**PAGE EXCERPT**
[Start of Attachment]
Split peas contain isoflavones (particularly Daidzein) that decrease the risk of developing certain types of cancers, especially breast cancer and prostate cancer. Isoflavones are a type of plant estrogens, so they mimic the hormones in the body.

Studies have shown that Daidzein-rich isoflavones are also good for reducing hot flashes in menopausal women. Peas and split peas also contain high amounts of coumestrol. A Swedish study has shown that this compound may be associated with a lower risk of receptor negative tumors.

Split peas are packed with trace mineral called molybdenum which helps in the detoxification of sulfites. A cup of cooked split peas can provide almost twice the daily recommended value of this mineral in your diet. Sulfite sensitivity can be experienced as symptoms like rapid heartbeat, headache, diarrhea, and nausea. Usually, sulfites are added as preservatives in processed foods such as baked goods, jams, potato chips, syrups, starches, vinegar, etc. Individuals suffering from asthma are more prone to sulfite sensitivity.

Split peas also contain potassium which helps lower blood pressure. High blood pressure or hypertension contributes to heart disease.

Split peas contain an amino acid called tryptophan that helps your body produce serotonin which in turn regulates sleep and improves your mood.

Being rich in fiber and protein, split pea can help you deal in your weight loss efforts. Even a small portion of this food is filling and it makes you feel fuller for longer. Split peas are helpful in dealing with digestive disorders such as Irritable Bowel Syndrome and diverticulosis because of their high soluble fiber content. Individuals suffering from IBS are often advised to have a diet with more soluble rather than insoluble fiber as it works as a bulking agent and at the same time, allows for easily passable stools.

Split pease are rich in vitamins B1, B5, K, and folate, iron, magnesium, zinc,  and are fat-free. It is particularly a good source of protein for vegans and vegetarians.

How to Buy

Buy split dried peas packaged or in bulk at your local co-op. Split peas should not be confused with split yellow gram (chickpeas) and split pigeon peas (Indian toor dal), though they belong to the family of beans and legumes. Split pea is a variety of field peas that naturally split in half when they are dried.

How to Store

Store dried beans in an airtight container, away from light. I prefer to keep my beans in glass jars. While beans can last for some time, I try to make sure I don’t have any beans older than a year in my pantry.

How to Cook

To reduce phytic acid, soak the peas overnight before rinsing and adding them to recipes.

Split peas can be cooked in a pressure cooker. Heat oil in pressure cooker and sauté onion, celery, garlic, and carrots for 5 minutes, stirring frequently. Add vegetable broth, split peas, thyme, chile pepper, salt, and pepper. Cover, securing the lid tightly according to manufacturers’ directions, and bring up to pressure. Cook for 10 to 12 minutes.


Vegan Split Pea Soup

Alison Andrews, photo credit to Alison Andrews

8 Servings


  • 1 Onion (Chopped)
  • 1 tsp Crushed Garlic
  • 1 Tbsp Olive Oil
  • 1 tsp Oregano
  • 2 cups (450g) Dried Green Split Peas – or yellow, it will not make a difference in this recipe
  • 2 Large Carrots (chopped)
  • 2 Large Potatoes (peeled and chopped)
  • 8 cups Vegetable Stock
  • 1 14oz Can Coconut Milk
  • Sea Salt (to taste)
  • Black Pepper (to taste)


  1. Add the chopped onion and crushed garlic to a pot with the olive oil and oregano. Sauté until softened.
  2. Add the dried split peas, chopped carrots and potatoes and the vegetable stock.
  3. Bring to the boil and then cover and turn the heat down to a simmer. Simmer for around 45 minutes, stirring now and again (be careful it doesn’t stick to the bottom of the pot) until everything is soft and cooked. It will become very thick, like a very thick stew.
  4. When cooked, remove from the heat and blend with an immersion blender if you have one. If you don’t have one then either leave the soup chunky or transfer in stages to a blender jug and blend it.
  5. When blended it will be very thick and smooth. Now add in the coconut milk and stir in.
  6. Add sea salt and black pepper to taste.
  7. Serve with chopped spring onions to garnish and gluten-free bread for dipping.
[End of Attachment]
**EXCERPTED DATA**
[Start of Attachment]
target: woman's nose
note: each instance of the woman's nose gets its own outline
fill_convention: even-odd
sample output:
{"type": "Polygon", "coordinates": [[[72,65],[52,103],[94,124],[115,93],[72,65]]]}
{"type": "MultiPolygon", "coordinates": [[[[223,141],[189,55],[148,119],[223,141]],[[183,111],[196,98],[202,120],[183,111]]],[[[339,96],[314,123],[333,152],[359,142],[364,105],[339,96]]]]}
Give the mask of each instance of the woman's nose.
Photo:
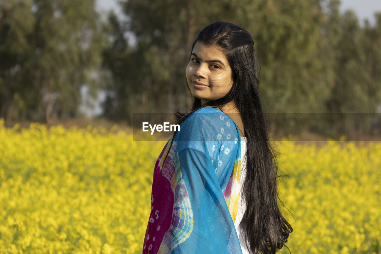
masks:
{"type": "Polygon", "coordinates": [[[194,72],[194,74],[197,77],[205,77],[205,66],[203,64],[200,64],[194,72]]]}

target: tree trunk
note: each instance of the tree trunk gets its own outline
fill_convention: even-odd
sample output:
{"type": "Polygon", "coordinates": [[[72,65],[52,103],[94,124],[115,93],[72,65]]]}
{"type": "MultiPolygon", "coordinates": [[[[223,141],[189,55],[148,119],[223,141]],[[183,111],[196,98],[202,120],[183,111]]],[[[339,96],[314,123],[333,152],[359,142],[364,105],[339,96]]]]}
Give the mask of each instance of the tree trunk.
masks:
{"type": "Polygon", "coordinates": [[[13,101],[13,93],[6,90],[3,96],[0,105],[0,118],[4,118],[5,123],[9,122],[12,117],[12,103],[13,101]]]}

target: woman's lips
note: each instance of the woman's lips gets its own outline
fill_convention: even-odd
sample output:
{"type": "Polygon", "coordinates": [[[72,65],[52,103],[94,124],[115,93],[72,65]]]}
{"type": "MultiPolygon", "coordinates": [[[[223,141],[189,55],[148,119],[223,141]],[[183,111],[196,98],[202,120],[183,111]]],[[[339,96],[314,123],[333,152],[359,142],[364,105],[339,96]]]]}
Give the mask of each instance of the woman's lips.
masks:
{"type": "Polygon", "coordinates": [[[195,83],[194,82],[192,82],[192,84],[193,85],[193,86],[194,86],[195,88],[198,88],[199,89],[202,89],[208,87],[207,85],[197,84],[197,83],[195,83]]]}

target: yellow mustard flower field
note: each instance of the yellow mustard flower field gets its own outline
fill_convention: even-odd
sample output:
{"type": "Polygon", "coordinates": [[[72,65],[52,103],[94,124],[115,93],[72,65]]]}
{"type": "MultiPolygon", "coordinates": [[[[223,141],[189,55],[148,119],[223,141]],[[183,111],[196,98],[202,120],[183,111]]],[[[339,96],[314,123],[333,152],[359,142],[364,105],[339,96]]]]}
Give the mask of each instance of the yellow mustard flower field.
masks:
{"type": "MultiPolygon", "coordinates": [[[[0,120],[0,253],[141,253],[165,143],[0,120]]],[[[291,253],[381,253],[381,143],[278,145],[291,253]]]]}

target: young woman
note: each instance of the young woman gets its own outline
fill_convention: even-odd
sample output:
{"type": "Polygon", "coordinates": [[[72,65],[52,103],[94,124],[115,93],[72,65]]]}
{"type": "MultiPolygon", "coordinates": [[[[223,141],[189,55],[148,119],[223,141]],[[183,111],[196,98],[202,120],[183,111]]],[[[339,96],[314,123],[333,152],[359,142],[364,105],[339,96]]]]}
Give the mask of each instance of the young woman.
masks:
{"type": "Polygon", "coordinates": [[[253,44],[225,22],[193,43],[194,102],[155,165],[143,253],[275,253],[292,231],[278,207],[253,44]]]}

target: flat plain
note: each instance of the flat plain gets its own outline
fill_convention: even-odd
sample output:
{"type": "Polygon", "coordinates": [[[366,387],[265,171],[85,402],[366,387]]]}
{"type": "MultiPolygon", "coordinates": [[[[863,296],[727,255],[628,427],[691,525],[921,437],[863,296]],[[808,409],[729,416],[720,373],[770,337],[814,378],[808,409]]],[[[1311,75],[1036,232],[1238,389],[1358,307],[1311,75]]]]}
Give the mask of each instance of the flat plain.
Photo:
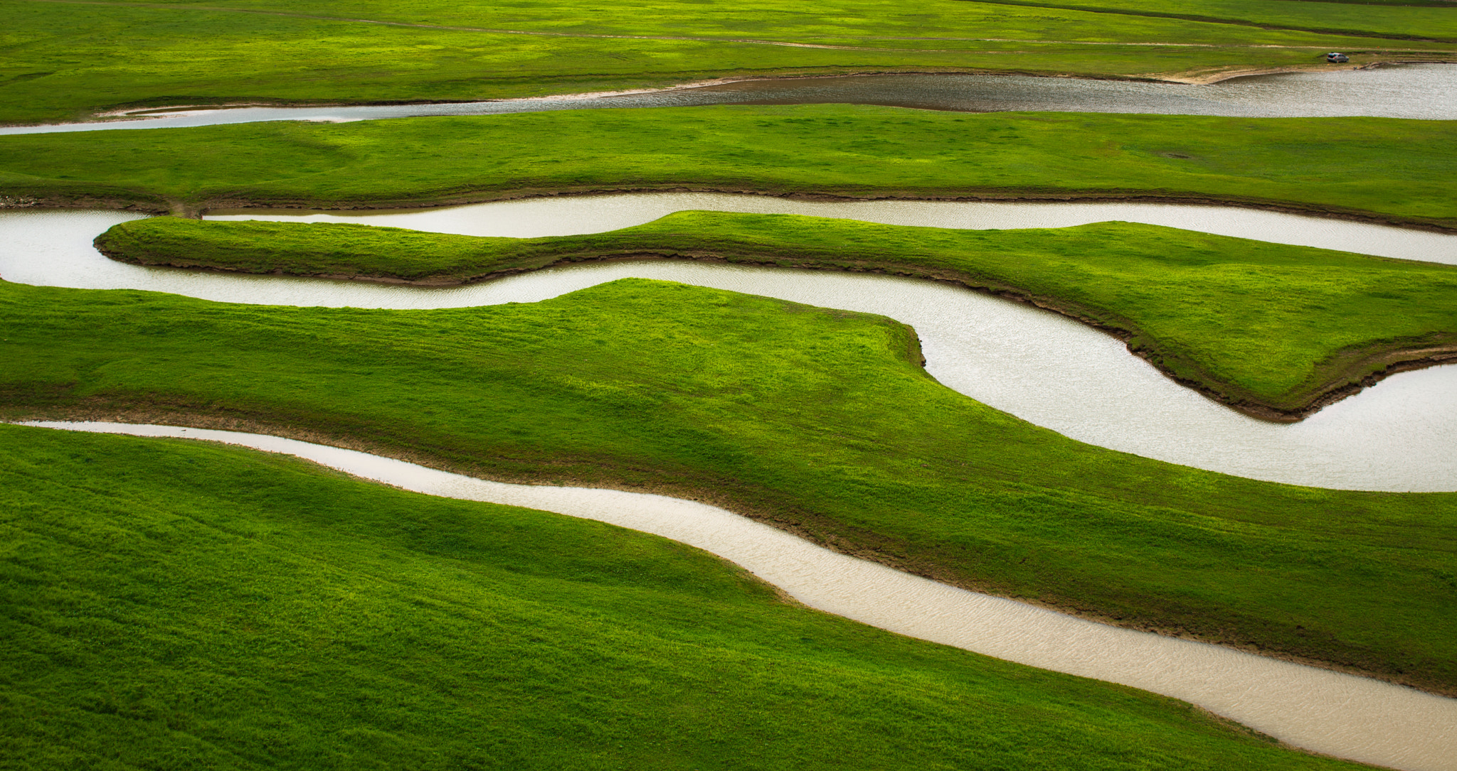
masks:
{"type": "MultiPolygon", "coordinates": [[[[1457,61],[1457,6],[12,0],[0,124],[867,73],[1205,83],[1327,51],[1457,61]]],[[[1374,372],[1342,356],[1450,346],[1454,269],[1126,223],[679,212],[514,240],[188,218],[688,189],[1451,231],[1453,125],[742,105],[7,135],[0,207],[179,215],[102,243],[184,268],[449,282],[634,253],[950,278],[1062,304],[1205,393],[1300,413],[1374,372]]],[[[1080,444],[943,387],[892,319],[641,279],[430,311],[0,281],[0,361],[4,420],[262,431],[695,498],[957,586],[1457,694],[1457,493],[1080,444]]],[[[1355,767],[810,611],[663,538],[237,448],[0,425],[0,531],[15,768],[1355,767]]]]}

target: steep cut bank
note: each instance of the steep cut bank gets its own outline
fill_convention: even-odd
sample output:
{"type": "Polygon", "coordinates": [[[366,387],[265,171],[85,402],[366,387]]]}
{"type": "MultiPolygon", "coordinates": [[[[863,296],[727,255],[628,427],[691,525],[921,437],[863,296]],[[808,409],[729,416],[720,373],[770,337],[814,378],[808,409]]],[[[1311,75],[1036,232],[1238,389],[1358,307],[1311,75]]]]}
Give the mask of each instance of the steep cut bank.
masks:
[End of Attachment]
Do these statements agree with the split peas page? Answer yes or no for each, and quote the deciding words of the page. 1. A cup of cooked split peas supplies almost twice the daily recommended value of molybdenum. 2. The soup recipe works only with green split peas. 3. In the pressure cooker method, the peas cook for 20 minutes.

**FINISHED EXERCISE**
1. Yes: "A cup of cooked split peas can provide almost twice the daily recommended value of this mineral in your diet."
2. No: "Dried Green Split Peas – or yellow, it will not make a difference in this recipe"
3. No: "Cook for 10 to 12 minutes."